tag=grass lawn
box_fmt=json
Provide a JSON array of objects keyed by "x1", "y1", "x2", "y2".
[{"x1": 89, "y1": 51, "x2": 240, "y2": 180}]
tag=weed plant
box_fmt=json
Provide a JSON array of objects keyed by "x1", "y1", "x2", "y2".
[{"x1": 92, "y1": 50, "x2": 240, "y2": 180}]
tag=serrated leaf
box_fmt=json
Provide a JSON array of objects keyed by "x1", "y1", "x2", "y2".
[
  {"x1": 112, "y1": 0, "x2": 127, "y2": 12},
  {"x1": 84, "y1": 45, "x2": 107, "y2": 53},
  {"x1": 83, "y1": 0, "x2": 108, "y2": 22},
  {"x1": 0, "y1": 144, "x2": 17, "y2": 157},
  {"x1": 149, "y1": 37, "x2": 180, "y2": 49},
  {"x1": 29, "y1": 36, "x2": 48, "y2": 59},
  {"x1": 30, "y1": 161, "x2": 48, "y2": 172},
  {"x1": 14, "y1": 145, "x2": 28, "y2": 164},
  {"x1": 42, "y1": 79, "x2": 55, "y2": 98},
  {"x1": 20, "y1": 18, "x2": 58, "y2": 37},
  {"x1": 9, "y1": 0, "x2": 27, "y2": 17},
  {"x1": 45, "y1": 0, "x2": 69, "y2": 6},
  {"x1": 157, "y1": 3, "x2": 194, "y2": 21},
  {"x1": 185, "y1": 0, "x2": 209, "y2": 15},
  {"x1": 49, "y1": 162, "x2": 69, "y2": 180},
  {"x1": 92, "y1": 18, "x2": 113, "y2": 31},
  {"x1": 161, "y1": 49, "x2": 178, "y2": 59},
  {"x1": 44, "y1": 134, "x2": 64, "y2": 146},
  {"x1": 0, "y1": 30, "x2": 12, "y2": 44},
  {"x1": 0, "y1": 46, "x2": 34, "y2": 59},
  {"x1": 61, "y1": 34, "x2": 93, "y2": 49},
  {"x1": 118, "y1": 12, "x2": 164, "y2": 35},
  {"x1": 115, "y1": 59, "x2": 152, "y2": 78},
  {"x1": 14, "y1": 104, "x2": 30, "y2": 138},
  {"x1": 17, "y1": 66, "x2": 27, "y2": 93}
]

================================

_Stated goal_
Turn every line of the listing above into a JSON array of strings, one string per line, and leave out blank lines.

_Written reply_
[
  "tag=grass lawn",
  "box_fmt=json",
  "Provide a JSON array of objects keyed by \"x1\", \"y1\", \"x2\", \"y2\".",
  "[{\"x1\": 89, \"y1\": 51, \"x2\": 240, \"y2\": 180}]",
  "tag=weed plant",
  "box_fmt=json",
  "Provide a JSON array of objects keyed by \"x1\", \"y1\", \"x2\", \"y2\".",
  "[{\"x1\": 92, \"y1\": 50, \"x2\": 240, \"y2\": 180}]",
  "tag=serrated leaf",
  "box_fmt=json",
  "Provide a JSON array of objects keyed by \"x1\", \"y1\", \"x2\", \"y2\".",
  "[",
  "  {\"x1\": 112, \"y1\": 0, \"x2\": 127, \"y2\": 12},",
  "  {\"x1\": 84, \"y1\": 45, \"x2\": 107, \"y2\": 53},",
  "  {\"x1\": 83, \"y1\": 0, \"x2\": 108, \"y2\": 22},",
  "  {\"x1\": 0, \"y1\": 144, \"x2\": 17, \"y2\": 157},",
  "  {\"x1\": 149, \"y1\": 37, \"x2\": 180, \"y2\": 49},",
  "  {\"x1\": 29, \"y1\": 36, \"x2\": 48, \"y2\": 59},",
  "  {\"x1\": 30, \"y1\": 161, \"x2\": 48, \"y2\": 172},",
  "  {\"x1\": 14, \"y1\": 145, \"x2\": 28, \"y2\": 164},",
  "  {\"x1\": 42, \"y1\": 79, \"x2\": 55, \"y2\": 98},",
  "  {\"x1\": 20, \"y1\": 18, \"x2\": 58, \"y2\": 37},",
  "  {\"x1\": 9, \"y1\": 0, \"x2\": 27, \"y2\": 17},",
  "  {\"x1\": 45, \"y1\": 0, \"x2\": 69, \"y2\": 6},",
  "  {\"x1\": 157, \"y1\": 3, \"x2\": 194, \"y2\": 21},",
  "  {\"x1\": 185, \"y1\": 0, \"x2\": 209, \"y2\": 15},",
  "  {\"x1\": 49, \"y1\": 162, \"x2\": 69, \"y2\": 180},",
  "  {\"x1\": 92, \"y1\": 18, \"x2\": 113, \"y2\": 31},",
  "  {\"x1\": 161, \"y1\": 49, \"x2\": 178, \"y2\": 59},",
  "  {\"x1\": 44, \"y1\": 134, \"x2\": 64, \"y2\": 146},",
  "  {\"x1\": 0, \"y1\": 30, \"x2\": 12, \"y2\": 44},",
  "  {\"x1\": 0, \"y1\": 46, \"x2\": 34, \"y2\": 59},",
  "  {\"x1\": 61, \"y1\": 34, \"x2\": 93, \"y2\": 49},",
  "  {\"x1\": 118, \"y1\": 12, \"x2\": 164, \"y2\": 35},",
  "  {\"x1\": 115, \"y1\": 59, \"x2\": 152, \"y2\": 78},",
  "  {\"x1\": 14, \"y1\": 104, \"x2\": 30, \"y2\": 138},",
  "  {\"x1\": 17, \"y1\": 66, \"x2\": 27, \"y2\": 93}",
  "]"
]